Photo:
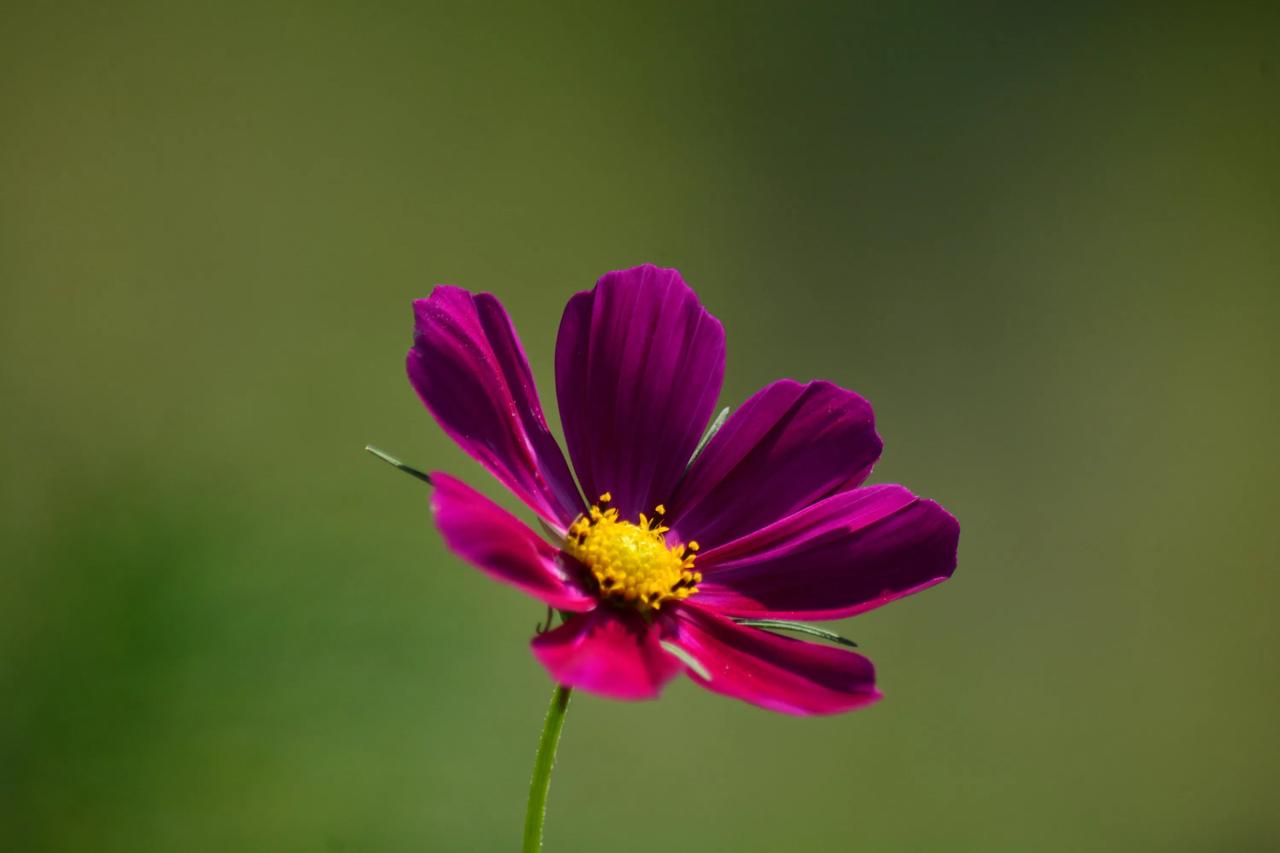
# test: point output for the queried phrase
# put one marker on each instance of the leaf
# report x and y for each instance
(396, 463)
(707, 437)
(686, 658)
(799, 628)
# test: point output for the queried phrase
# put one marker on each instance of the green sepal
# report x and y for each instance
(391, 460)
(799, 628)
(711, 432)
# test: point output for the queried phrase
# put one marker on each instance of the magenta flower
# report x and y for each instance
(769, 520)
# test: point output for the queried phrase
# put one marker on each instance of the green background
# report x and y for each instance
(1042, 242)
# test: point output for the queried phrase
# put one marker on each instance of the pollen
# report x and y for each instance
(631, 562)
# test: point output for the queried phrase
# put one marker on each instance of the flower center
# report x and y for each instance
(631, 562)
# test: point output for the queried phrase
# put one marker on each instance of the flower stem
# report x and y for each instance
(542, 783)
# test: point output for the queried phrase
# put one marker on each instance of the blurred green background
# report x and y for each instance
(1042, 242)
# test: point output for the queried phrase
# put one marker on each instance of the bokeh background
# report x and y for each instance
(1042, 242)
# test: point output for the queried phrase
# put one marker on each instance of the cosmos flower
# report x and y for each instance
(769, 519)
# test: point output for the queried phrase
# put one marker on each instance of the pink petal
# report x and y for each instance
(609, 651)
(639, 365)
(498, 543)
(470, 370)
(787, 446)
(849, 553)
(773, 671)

==

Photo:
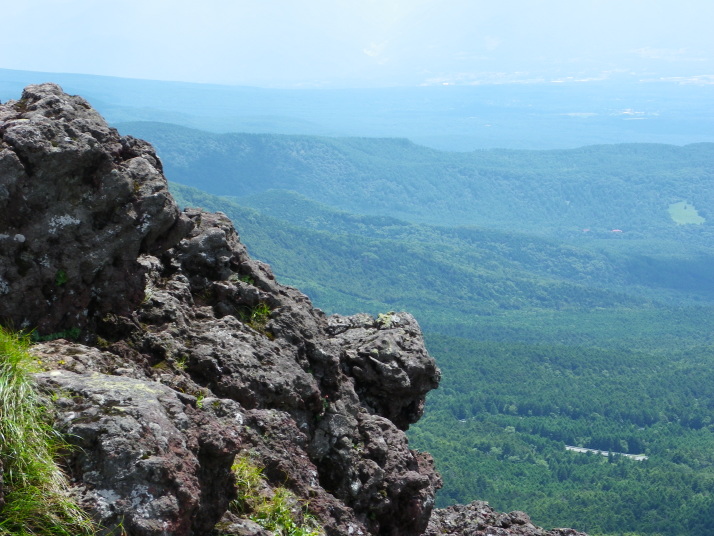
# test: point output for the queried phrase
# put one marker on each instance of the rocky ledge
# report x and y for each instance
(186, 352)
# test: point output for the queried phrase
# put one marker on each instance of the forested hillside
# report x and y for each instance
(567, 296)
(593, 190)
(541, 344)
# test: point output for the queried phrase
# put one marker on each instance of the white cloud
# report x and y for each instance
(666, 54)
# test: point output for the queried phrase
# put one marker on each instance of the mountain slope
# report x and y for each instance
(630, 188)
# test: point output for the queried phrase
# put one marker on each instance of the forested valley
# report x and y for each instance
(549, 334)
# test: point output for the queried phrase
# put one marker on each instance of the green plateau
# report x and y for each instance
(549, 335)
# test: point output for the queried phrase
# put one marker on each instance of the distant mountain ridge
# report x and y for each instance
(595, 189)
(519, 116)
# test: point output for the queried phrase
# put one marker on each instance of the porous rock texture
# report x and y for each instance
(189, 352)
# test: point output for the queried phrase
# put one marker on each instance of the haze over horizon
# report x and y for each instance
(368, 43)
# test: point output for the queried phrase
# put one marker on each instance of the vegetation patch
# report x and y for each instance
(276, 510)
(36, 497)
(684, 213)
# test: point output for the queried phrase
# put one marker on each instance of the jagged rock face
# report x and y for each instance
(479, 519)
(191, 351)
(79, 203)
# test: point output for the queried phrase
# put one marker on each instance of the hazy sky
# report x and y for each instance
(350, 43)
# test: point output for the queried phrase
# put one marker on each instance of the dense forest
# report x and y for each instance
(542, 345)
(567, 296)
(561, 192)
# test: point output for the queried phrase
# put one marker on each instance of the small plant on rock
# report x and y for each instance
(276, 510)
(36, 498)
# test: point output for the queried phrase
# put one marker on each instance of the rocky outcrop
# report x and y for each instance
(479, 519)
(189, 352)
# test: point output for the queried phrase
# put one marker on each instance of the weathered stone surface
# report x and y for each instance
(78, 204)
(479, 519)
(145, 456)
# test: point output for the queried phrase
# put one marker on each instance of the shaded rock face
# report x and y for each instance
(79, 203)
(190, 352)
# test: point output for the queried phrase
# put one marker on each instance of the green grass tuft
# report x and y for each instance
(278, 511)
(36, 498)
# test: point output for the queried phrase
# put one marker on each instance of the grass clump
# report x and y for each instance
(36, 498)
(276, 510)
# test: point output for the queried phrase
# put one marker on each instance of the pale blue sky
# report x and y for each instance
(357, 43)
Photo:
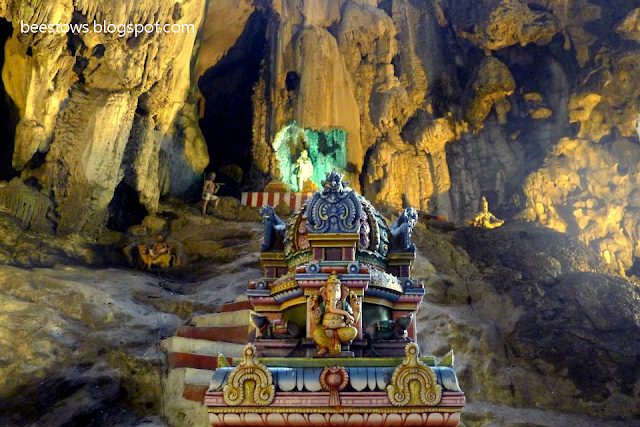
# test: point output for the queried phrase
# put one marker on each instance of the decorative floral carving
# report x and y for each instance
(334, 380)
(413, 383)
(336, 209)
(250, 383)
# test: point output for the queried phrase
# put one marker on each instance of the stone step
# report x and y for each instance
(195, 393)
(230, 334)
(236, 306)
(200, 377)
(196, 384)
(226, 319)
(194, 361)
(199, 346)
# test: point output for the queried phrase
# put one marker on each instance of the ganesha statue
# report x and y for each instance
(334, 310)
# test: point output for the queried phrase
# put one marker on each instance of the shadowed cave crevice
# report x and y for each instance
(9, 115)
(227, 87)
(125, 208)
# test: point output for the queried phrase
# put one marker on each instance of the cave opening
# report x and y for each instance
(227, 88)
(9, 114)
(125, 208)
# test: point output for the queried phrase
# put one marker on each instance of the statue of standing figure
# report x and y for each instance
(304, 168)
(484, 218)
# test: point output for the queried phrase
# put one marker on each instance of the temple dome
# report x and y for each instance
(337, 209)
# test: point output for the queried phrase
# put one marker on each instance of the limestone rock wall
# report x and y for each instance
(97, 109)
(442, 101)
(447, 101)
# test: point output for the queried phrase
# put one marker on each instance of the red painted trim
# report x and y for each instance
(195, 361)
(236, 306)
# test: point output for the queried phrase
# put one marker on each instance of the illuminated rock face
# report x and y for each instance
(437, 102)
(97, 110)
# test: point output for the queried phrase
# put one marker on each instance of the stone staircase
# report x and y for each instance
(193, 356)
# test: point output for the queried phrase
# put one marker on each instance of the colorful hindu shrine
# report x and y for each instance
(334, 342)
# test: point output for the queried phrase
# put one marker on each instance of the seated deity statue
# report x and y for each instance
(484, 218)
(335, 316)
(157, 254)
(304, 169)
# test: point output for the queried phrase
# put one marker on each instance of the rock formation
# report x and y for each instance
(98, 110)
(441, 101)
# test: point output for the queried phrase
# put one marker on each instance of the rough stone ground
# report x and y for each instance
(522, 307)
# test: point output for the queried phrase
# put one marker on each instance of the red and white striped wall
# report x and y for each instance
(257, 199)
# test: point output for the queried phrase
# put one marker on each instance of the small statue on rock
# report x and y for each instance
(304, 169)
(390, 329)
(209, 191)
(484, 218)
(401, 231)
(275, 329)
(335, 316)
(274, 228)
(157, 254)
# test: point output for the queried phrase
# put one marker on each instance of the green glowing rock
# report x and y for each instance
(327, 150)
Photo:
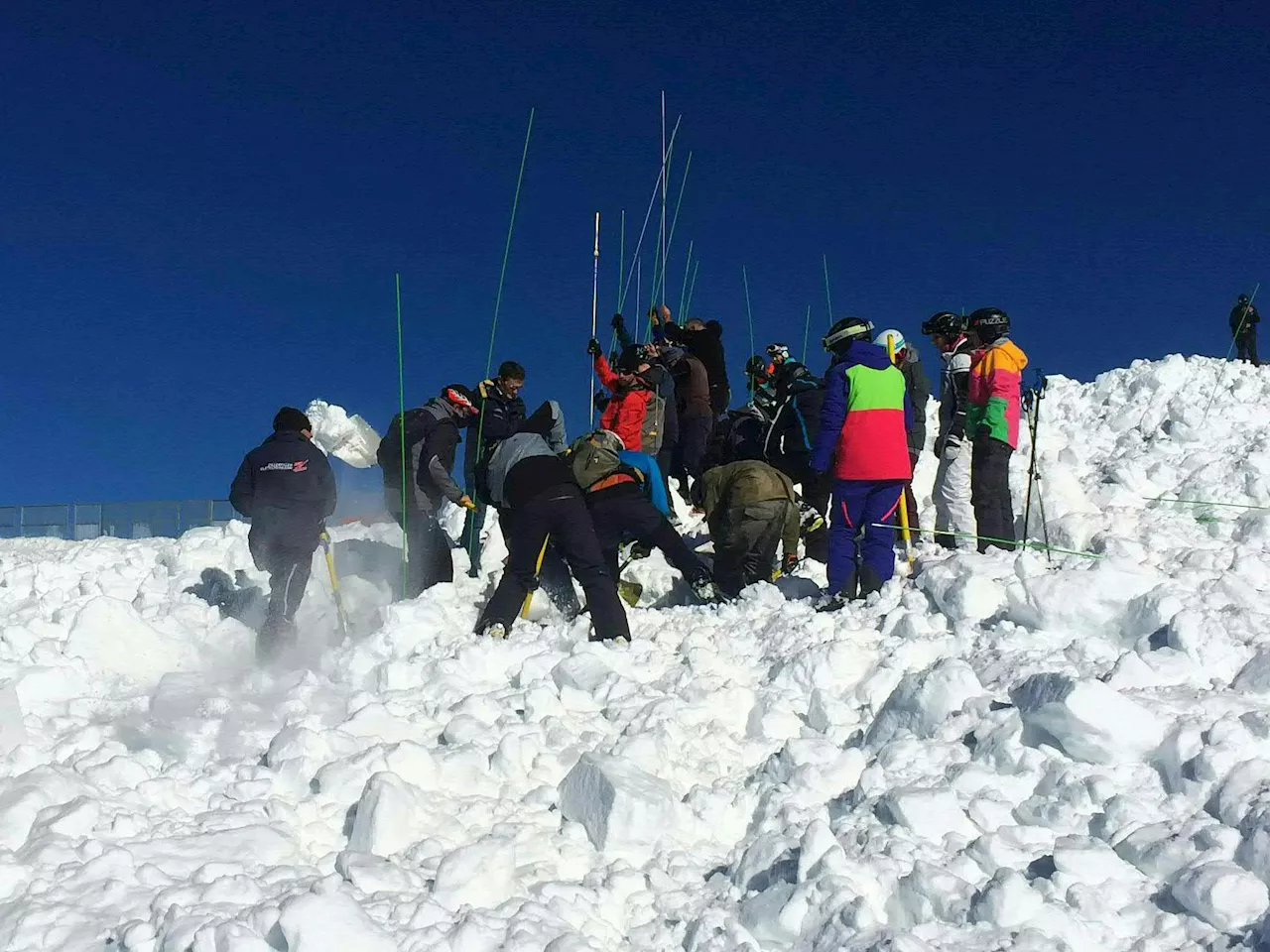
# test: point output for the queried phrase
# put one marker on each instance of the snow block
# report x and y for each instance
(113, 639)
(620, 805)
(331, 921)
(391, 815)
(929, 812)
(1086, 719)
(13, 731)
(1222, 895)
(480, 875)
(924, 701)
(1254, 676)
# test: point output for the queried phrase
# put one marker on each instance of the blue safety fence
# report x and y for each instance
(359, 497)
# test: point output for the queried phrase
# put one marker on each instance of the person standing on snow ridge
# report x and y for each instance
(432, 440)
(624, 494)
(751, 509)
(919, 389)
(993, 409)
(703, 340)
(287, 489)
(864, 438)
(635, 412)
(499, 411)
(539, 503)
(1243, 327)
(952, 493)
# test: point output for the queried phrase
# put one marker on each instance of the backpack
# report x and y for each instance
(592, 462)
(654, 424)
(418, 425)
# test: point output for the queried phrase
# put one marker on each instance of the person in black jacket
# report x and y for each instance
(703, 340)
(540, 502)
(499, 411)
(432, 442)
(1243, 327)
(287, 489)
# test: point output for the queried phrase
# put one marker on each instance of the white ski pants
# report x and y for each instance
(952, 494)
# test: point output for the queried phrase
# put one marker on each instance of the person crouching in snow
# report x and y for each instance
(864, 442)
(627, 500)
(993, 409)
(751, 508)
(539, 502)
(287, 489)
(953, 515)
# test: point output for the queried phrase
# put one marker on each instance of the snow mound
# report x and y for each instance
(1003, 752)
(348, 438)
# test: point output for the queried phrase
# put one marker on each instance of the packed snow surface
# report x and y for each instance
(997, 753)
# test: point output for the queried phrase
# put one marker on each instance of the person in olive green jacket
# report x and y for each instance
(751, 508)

==

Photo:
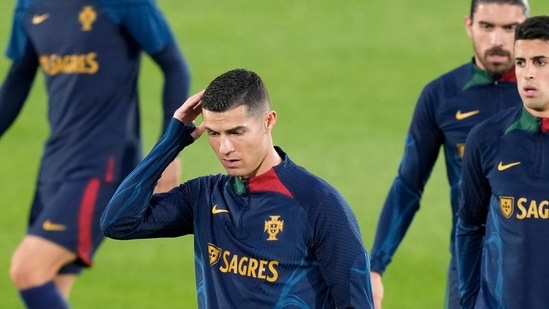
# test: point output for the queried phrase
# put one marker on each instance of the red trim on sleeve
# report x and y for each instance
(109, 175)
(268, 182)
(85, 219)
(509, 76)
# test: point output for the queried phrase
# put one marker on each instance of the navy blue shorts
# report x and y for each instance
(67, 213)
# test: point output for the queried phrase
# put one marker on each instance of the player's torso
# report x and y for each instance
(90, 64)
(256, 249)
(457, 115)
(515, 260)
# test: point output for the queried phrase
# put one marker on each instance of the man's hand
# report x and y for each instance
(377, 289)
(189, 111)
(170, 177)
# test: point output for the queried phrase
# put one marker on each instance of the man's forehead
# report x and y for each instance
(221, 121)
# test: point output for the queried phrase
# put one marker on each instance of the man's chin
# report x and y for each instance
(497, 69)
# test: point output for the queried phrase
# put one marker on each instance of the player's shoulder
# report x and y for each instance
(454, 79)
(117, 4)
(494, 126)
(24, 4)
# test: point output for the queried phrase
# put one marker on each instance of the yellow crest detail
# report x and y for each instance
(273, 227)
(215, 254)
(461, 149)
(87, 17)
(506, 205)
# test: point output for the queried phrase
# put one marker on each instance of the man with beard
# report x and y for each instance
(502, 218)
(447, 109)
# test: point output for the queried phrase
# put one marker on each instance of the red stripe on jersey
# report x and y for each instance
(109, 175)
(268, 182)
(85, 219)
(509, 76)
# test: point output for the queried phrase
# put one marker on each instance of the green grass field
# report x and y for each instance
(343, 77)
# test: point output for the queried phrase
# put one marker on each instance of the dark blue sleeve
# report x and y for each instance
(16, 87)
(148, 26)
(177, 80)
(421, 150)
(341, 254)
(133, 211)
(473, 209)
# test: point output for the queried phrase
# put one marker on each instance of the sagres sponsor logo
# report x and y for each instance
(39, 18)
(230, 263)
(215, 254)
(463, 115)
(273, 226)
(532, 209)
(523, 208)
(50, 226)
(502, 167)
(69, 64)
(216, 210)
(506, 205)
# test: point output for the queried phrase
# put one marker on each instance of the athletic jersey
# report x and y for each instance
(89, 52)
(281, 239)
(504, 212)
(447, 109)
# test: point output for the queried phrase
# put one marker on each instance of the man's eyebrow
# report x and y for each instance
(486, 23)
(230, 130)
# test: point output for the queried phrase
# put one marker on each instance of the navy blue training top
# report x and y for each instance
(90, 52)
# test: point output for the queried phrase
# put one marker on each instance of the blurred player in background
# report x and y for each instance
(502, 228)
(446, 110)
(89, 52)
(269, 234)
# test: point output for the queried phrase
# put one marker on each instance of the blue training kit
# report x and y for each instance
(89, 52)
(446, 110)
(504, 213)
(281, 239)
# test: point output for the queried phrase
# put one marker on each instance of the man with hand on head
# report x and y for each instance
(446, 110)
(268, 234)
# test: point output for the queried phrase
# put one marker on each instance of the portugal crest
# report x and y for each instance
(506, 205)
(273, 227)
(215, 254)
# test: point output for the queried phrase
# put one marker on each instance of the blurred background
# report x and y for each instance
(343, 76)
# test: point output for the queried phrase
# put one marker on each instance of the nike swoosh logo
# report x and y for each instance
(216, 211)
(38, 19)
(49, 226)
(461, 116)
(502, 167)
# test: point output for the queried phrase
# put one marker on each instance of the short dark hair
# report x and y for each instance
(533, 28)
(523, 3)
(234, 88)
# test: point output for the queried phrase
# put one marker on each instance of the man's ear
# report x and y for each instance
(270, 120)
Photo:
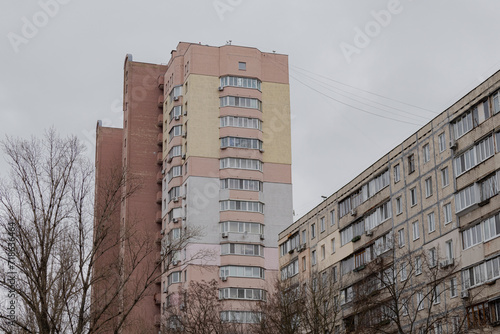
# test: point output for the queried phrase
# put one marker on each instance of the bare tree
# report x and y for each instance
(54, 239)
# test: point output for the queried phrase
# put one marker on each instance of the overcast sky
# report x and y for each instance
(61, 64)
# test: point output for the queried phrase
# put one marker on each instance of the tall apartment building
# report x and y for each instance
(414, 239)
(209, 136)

(TASK DESCRIPTION):
Extract every line of the records that contains the word "blue".

(EXERCISE RESULT):
# put one marker on each instance of the pale blue sky
# put one marker on each instance of the blue safety fence
# put one marker on each instance of the navy blue shorts
# put one marker on each instance of the dark blue sleeve
# put one marker on each instance of the navy blue training top
# put one marker on each instance of the blue training kit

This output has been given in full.